**Task set**
(a) Reproduce the part of the article on online identity between "Fandoms can be" and "also destroy it.", inclusive.
(b) Write the next part of the article on online identity, picking up after its final sentence.

══ Page extract

How do you get rid of an online identity?

An online identity is an important thing. Your online identity says a lot about you, it represents who you are to your family, your friends and potential employers. Some people have lost jobs, been unsuccessful at interviews and even got divorced because of their online identities.

Some people have even ‘died’.

Not everyone uses their online identity to represent who they are in the ‘real’ world. With a vast area of the internet dedicated to social media, it’s natural that many people see your online identity as a representation of who you are elsewhere.

But once upon a time, before Twitter, Facebook and even MySpace, a section of the internet was (and still is) dedicated to fandoms.

(Fandoms, for those who don’t know, are basically groups of fans. It is a community for a television programme, a film, a pop group, etc.)

Being a part of a fandom usually involves some kind of activity in the ‘fandom’ world. Many fans choose to write fanfiction, create fan art or some merely join in discussion on websites such as LiveJournal and FanForum.

Fandoms can be renowned, e.g. Justin Bieber’s fandom are infamous for their over the top reactions and sometimes threatening behaviour.

In reality, the majority of fandoms go about their daily lives causing nobody any great suffering, reading/reviewing fanfiction and discussing the latest happenings in their fandom’s world.

There are a few people, however, who take the idea of an ‘online identity’ a step further. Whilst it may be common sense to avoid sharing too much of your ‘real’ life with the world online, but some people take this a step too far and create an identity from scratch. Alternatively, some may share only some information about themselves but under a different guise.

A problem that is out there (though amongst a very small minority) is that if you create an identity, you can also destroy it.

════
══ Provided information

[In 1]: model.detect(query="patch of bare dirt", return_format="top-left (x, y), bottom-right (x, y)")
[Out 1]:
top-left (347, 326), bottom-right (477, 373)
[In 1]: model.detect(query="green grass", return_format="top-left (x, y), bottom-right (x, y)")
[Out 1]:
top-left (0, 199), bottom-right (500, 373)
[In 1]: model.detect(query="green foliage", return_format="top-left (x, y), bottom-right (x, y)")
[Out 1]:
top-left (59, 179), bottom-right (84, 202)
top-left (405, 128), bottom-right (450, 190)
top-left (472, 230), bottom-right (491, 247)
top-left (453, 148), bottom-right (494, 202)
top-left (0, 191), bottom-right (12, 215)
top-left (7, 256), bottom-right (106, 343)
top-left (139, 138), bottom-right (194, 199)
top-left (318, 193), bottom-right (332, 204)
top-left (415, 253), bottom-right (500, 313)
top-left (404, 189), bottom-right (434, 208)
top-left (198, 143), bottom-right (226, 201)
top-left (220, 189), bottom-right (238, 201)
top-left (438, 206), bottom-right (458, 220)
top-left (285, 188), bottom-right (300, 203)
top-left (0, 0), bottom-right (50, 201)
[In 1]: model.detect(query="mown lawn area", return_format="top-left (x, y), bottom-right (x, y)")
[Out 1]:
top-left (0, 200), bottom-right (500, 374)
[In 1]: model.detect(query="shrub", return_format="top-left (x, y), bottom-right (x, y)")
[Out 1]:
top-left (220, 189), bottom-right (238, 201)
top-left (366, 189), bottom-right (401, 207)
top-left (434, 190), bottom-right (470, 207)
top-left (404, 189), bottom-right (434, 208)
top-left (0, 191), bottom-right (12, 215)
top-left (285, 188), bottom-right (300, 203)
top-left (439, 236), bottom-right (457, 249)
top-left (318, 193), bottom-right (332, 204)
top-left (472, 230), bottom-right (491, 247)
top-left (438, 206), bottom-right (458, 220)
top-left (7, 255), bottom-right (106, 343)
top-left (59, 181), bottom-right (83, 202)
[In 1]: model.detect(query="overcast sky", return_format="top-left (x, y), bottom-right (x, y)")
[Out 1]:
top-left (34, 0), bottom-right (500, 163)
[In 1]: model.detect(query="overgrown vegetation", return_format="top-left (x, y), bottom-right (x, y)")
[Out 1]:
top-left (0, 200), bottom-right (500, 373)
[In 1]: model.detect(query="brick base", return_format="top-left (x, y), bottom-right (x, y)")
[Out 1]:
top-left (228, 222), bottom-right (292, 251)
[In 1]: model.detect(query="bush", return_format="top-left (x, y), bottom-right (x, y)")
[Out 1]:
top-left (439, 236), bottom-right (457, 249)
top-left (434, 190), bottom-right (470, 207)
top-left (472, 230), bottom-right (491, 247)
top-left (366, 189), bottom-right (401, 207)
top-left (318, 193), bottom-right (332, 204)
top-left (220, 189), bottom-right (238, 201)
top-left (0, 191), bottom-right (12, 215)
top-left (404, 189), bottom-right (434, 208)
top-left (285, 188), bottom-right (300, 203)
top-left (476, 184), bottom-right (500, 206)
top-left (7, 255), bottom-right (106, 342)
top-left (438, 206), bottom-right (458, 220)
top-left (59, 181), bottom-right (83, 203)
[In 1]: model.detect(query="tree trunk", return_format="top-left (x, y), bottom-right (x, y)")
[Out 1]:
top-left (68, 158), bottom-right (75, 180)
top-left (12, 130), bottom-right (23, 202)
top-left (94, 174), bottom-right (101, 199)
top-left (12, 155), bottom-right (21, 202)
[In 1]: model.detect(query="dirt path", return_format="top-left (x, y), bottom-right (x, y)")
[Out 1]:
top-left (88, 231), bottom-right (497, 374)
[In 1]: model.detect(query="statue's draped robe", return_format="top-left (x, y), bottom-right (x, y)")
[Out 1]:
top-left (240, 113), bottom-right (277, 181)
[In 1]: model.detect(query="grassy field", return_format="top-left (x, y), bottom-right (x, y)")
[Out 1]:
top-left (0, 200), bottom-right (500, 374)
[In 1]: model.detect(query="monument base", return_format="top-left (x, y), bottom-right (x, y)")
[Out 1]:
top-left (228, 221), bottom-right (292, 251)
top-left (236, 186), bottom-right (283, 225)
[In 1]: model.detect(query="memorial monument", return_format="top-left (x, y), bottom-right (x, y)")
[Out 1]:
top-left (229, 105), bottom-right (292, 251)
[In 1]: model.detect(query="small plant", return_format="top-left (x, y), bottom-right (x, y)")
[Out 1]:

════

**Outputs by task**
(a)
Fandoms can be renowned, e.g. Justin Bieber’s fandom are infamous for their over the top reactions and sometimes threatening behaviour.

In reality, the majority of fandoms go about their daily lives causing nobody any great suffering, reading/reviewing fanfiction and discussing the latest happenings in their fandom’s world.

There are a few people, however, who take the idea of an ‘online identity’ a step further. Whilst it may be common sense to avoid sharing too much of your ‘real’ life with the world online, but some people take this a step too far and create an identity from scratch. Alternatively, some may share only some information about themselves but under a different guise.

A problem that is out there (though amongst a very small minority) is that if you create an identity, you can also destroy it.

(b)
By killing off your online persona.

That’s right. There are people in this world who take part in the internet, who make friends, share stories and ultimately, end their ‘online’ days in whichever fashion they choose.

Morally, I’m sure many of you will agree with me, this is a horrendous thing to do.

Let’s pretend you’ve been taking part in an online message board for a number of years, you’ve become friends with a number of people who you now consider to be as close as your ‘real life’ friends. You enjoy talking regularly with a person called Leona. You feel like you know lots about Leona, she’s someone you look to for support and friendship.

Then one day you find out that she has died.

The ultimate, never to come back from, ill fate of death.

And how do you feel? Well, most people will feel the same way they would feel if one of their close ‘real life’ friends died. This a person you communicated with regularly, you sought comfort in their emails/messages. Their absense is felt amongst your community and in your own life.

But she’s not really dead.

Someone just pretended that, because they didn’t want to have to pretend to be Leona anymore.

How can someone be so callous?

That’s a very good question.

I don’t even have an answer.

If anyone has an answer, please tell me.

Death is not something you can use to get rid of a part of yourself you no longer want to have to deal with. (Aside from physical death.)

The worst thing is that some of the people who do fake their own deaths do so after months of claiming they have cancer.

Yes, that’s also right, it happens. Very few people on the internet actually pretend that they have cancer. And then they actually pretend that they have died.

It beggers belief that this is even something that happens, it sounds like something in a soap opera or a badly made television programme. Oh hey, we made this mistake online, so let’s pretend you’re dead instead.

That stuff doesn’t happen in real life, surely?

It does.

I’ve seen it happen a couple of times, over the last decade (it’s really not *that* widespread) and there’s not a lot a person can do but believe it.

How else will you know? You’re hardly going to go knocking on their door asking for proof of this person’s death. Many people don’t mix their ‘real’ life with their online one, in that respect.

I don’t mean to scare anyone, or put this idea into anyone’s head that pretending to be sick or pretending to die is common. It’s not.

But it does happen, and I think it’s terrible.